Records in a dataset:
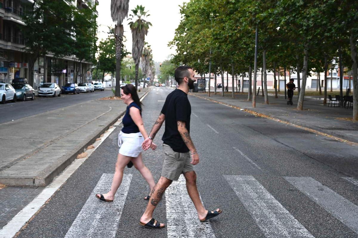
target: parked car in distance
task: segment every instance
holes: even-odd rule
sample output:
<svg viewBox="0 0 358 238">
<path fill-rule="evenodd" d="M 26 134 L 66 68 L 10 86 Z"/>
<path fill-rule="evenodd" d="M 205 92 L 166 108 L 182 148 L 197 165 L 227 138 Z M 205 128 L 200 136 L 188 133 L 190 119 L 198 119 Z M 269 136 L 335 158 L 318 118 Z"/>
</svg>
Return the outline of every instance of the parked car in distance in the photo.
<svg viewBox="0 0 358 238">
<path fill-rule="evenodd" d="M 63 93 L 73 93 L 76 94 L 79 93 L 79 88 L 77 83 L 67 83 L 64 86 L 62 86 L 61 91 Z"/>
<path fill-rule="evenodd" d="M 88 91 L 90 92 L 92 92 L 95 91 L 95 86 L 93 83 L 87 83 L 87 86 L 88 87 Z"/>
<path fill-rule="evenodd" d="M 52 96 L 54 97 L 56 95 L 60 97 L 61 89 L 57 83 L 45 83 L 39 88 L 37 93 L 39 97 Z"/>
<path fill-rule="evenodd" d="M 89 91 L 88 87 L 87 86 L 87 83 L 78 83 L 78 88 L 80 92 L 88 92 Z"/>
<path fill-rule="evenodd" d="M 100 90 L 103 91 L 105 90 L 105 86 L 102 83 L 95 83 L 95 90 Z"/>
<path fill-rule="evenodd" d="M 28 83 L 14 83 L 13 87 L 16 91 L 16 97 L 18 99 L 24 101 L 26 98 L 35 99 L 35 90 Z"/>
<path fill-rule="evenodd" d="M 6 101 L 12 100 L 16 102 L 16 92 L 9 83 L 0 83 L 0 102 L 4 103 Z"/>
<path fill-rule="evenodd" d="M 35 90 L 29 84 L 25 78 L 16 78 L 13 80 L 11 85 L 16 91 L 16 98 L 24 101 L 26 98 L 35 99 Z"/>
</svg>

● **REQUIRED TASK**
Resize the material above, starting at its beginning and stopping after the line that contains "101 L 12 100". Multiply every viewBox dimension and path coordinate in the returned outlines (not in the sample output) by 1.05, round to whole numbers with halves rounded up, keep all other lines as they are, and leave out the pictures.

● **WRITTEN SOLUTION**
target: parked car in distance
task: segment every instance
holes: even-odd rule
sample output:
<svg viewBox="0 0 358 238">
<path fill-rule="evenodd" d="M 26 134 L 66 68 L 10 86 Z"/>
<path fill-rule="evenodd" d="M 205 92 L 166 108 L 182 148 L 197 165 L 227 138 Z M 205 128 L 200 136 L 188 133 L 190 119 L 198 119 Z M 269 136 L 335 158 L 318 118 Z"/>
</svg>
Return the outline of every instance of the parked car in distance in the photo.
<svg viewBox="0 0 376 250">
<path fill-rule="evenodd" d="M 66 98 L 77 98 L 80 99 L 83 98 L 83 92 L 81 87 L 70 87 L 67 90 L 65 90 L 64 96 Z"/>
<path fill-rule="evenodd" d="M 92 96 L 95 97 L 97 97 L 100 96 L 100 90 L 98 87 L 91 87 L 91 90 L 92 91 Z"/>
<path fill-rule="evenodd" d="M 55 101 L 57 102 L 59 100 L 63 102 L 64 93 L 60 87 L 47 87 L 41 92 L 39 98 L 41 102 Z"/>
<path fill-rule="evenodd" d="M 93 96 L 92 91 L 91 90 L 91 87 L 82 87 L 82 92 L 84 97 L 92 97 Z"/>
<path fill-rule="evenodd" d="M 105 95 L 108 96 L 110 95 L 110 90 L 107 87 L 100 87 L 100 95 Z"/>
<path fill-rule="evenodd" d="M 29 87 L 15 87 L 14 91 L 17 96 L 17 102 L 19 104 L 25 106 L 27 103 L 37 104 L 37 95 Z"/>
<path fill-rule="evenodd" d="M 6 106 L 13 105 L 17 107 L 17 97 L 9 87 L 0 87 L 0 107 L 4 108 Z"/>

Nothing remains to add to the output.